* [Task item] Print out the entries that follow exactly, missing none.

* [Data for review]
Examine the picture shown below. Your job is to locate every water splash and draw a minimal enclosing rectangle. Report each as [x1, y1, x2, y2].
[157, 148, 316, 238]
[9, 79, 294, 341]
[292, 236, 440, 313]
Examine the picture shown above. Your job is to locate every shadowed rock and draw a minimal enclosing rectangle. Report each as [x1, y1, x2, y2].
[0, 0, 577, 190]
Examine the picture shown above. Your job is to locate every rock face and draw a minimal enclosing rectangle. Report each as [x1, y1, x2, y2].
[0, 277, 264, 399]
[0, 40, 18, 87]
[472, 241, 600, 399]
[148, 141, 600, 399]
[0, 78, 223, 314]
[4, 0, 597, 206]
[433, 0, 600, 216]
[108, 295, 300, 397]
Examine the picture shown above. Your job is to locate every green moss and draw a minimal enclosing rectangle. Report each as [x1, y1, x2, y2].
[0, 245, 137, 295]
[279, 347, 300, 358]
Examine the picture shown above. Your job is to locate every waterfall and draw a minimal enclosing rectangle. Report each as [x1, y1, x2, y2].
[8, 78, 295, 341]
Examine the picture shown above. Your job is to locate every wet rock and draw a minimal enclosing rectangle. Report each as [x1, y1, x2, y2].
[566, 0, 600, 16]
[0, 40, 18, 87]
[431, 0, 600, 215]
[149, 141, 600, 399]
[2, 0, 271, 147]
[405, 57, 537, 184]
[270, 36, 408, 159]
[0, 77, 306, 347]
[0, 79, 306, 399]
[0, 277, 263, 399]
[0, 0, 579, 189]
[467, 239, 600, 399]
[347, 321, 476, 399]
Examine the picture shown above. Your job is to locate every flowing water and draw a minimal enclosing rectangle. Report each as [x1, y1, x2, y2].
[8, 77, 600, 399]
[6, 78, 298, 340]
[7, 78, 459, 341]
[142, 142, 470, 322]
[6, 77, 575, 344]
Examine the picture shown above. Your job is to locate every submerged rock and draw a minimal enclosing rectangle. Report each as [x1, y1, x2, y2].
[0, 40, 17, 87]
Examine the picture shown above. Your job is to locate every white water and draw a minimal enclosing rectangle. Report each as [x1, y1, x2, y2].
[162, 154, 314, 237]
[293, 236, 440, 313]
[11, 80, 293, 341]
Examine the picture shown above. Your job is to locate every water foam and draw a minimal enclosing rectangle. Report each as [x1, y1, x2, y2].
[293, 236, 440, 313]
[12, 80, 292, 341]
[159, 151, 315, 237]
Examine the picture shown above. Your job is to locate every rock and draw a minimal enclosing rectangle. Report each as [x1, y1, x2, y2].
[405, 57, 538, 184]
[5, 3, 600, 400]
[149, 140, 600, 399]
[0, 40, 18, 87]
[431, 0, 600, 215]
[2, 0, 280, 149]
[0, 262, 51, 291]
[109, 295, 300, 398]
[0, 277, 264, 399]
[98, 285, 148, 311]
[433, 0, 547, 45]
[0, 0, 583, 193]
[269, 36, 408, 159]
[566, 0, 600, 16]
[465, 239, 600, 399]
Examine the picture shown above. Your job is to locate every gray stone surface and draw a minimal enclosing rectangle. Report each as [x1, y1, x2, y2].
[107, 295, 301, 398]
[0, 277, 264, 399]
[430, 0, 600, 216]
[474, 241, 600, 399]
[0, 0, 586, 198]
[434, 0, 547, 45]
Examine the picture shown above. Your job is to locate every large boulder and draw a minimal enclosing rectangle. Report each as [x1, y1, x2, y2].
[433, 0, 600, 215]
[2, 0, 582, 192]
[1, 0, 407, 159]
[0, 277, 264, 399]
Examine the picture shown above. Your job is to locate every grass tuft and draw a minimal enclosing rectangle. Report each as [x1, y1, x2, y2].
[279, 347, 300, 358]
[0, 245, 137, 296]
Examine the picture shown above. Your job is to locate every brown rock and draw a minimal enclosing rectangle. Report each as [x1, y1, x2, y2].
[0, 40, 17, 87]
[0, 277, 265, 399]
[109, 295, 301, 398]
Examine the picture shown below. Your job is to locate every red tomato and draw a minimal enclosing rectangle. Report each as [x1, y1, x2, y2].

* [Written response]
Examine the picture shown below. Your job is to locate every water splash and draw a minimal enclosing rectangle. Report each as [x1, y1, x2, y2].
[157, 148, 316, 238]
[9, 79, 294, 341]
[292, 236, 440, 313]
Examine the picture shown above. Your job is to locate every shadowed rock and draw a minimal enclosing rectangle. Report each as [x1, y1, x2, y2].
[0, 0, 577, 190]
Examine the picture shown above. Your job is to locate every rock face and draw a minimal enclosing rectangle. Report each as [x1, y1, x2, y2].
[0, 277, 264, 399]
[0, 40, 18, 87]
[472, 241, 600, 399]
[148, 141, 600, 399]
[0, 78, 223, 314]
[4, 0, 597, 206]
[433, 0, 600, 216]
[108, 295, 300, 397]
Examine the picture shown above. Your job is to locate every green moss and draw a minimal enclosing rectangle. Report each as [x1, y1, x2, y2].
[0, 245, 137, 295]
[279, 347, 300, 358]
Examine the picture shown above. Your job is to locate every waterfall and draw a minimal enclosing rectangle. Report each as [x1, y1, x2, y2].
[8, 78, 295, 341]
Examine the picture shown above. Your job is to locate every wet rock and draw a minimal enclosing rectangle. Report each as [x1, y1, x2, y2].
[566, 0, 600, 16]
[0, 40, 18, 87]
[431, 0, 600, 215]
[149, 141, 600, 399]
[2, 0, 271, 147]
[405, 57, 537, 184]
[270, 36, 408, 159]
[0, 77, 306, 347]
[0, 79, 306, 399]
[0, 277, 263, 399]
[0, 0, 579, 189]
[467, 239, 600, 399]
[347, 321, 476, 399]
Examine the picture shown above. Your job is to locate every flowing water and draw a minimal enclosing rectangle. Report each as [x1, y1, x2, y2].
[8, 77, 600, 399]
[6, 78, 298, 340]
[7, 78, 459, 341]
[142, 142, 470, 322]
[6, 77, 575, 344]
Examine the picture shown above. Your job is to locate every submerged rock and draw a minimal enclosing rectangle. Report each as [x1, y1, x2, y2].
[0, 40, 17, 87]
Examine the picture shown above. Your job is to locate every white water and draw a minimal enclosing rectangle. Report each as [x1, y1, x2, y2].
[162, 154, 314, 237]
[293, 236, 440, 313]
[11, 80, 293, 341]
Examine the picture shown above. Your job is to locate every water foam and draw a minimal enclosing rectangle. Report each as [x1, y1, x2, y2].
[293, 236, 440, 313]
[12, 80, 292, 341]
[159, 151, 315, 237]
Examine the picture shown above. Your job is to locate every rock and draw a minimal enclosing rectangle. Report each as [x1, y1, x2, y2].
[405, 57, 538, 184]
[5, 3, 600, 400]
[149, 140, 600, 399]
[0, 40, 18, 87]
[431, 0, 600, 215]
[2, 0, 280, 149]
[0, 262, 51, 291]
[109, 295, 300, 398]
[0, 277, 264, 399]
[98, 285, 148, 311]
[433, 0, 547, 45]
[0, 0, 583, 193]
[269, 36, 408, 159]
[566, 0, 600, 16]
[465, 239, 600, 399]
Examine the picture shown above. Your job is to locate every gray stone surface and draw a minimal enclosing rectangle. Report each as [x1, y1, x2, y2].
[107, 295, 301, 398]
[0, 277, 264, 399]
[430, 0, 600, 216]
[474, 241, 600, 399]
[0, 0, 586, 198]
[434, 0, 547, 45]
Examine the picture shown above. Your job is to locate every large boulder and draw a minimal enclosing rectangle. Report each as [x1, y1, x2, y2].
[433, 0, 600, 215]
[2, 0, 582, 192]
[1, 0, 407, 159]
[0, 277, 264, 399]
Examine the picture shown above. Your job is to locate every grass tuft and draw a minimal enclosing rectangle. Report each as [x1, y1, x2, y2].
[279, 347, 300, 358]
[0, 245, 137, 296]
Examine the picture shown above. Your job is to locate every brown rock and draw a minimal enclosing rectangle. Report each as [x1, y1, x2, y2].
[0, 40, 17, 87]
[0, 277, 265, 399]
[109, 295, 301, 398]
Examine the picture shown below. Your job is to locate every red tomato and draw a minimal enclosing rectangle. Report each as [x1, y1, x2, y2].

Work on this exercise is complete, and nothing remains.